▶ SUPPLIED MATERIAL
Start of Block
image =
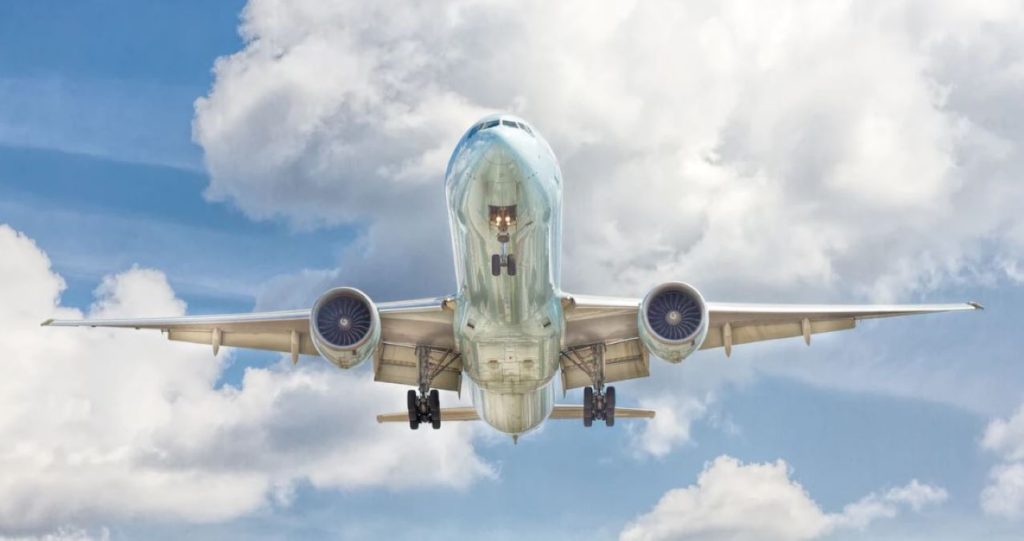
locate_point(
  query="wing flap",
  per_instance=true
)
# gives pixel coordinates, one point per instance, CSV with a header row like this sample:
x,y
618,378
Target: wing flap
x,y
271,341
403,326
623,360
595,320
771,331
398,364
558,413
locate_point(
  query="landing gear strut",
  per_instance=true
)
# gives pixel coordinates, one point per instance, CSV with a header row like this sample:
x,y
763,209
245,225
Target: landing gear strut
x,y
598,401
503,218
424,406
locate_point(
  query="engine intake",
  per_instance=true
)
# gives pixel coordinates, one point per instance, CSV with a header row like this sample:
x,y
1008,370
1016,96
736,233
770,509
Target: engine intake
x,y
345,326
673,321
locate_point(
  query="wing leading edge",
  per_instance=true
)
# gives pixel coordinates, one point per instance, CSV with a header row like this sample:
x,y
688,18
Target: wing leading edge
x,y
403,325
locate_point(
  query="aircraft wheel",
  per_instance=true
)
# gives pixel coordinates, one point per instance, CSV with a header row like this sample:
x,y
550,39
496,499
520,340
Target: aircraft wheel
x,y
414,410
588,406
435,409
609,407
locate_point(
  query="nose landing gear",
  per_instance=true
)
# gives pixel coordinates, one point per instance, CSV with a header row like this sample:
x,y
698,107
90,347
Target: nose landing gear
End of Block
▶ DIRECTIONS
Search the records for the string "query" and, wherever a line contains it, please copy that line.

▶ EXERCISE OUTPUT
  query="wing flap",
  query="landing gear strut",
  query="engine intake",
  query="wing leading edge",
  query="aircraft wheel",
  query="nose landing gear",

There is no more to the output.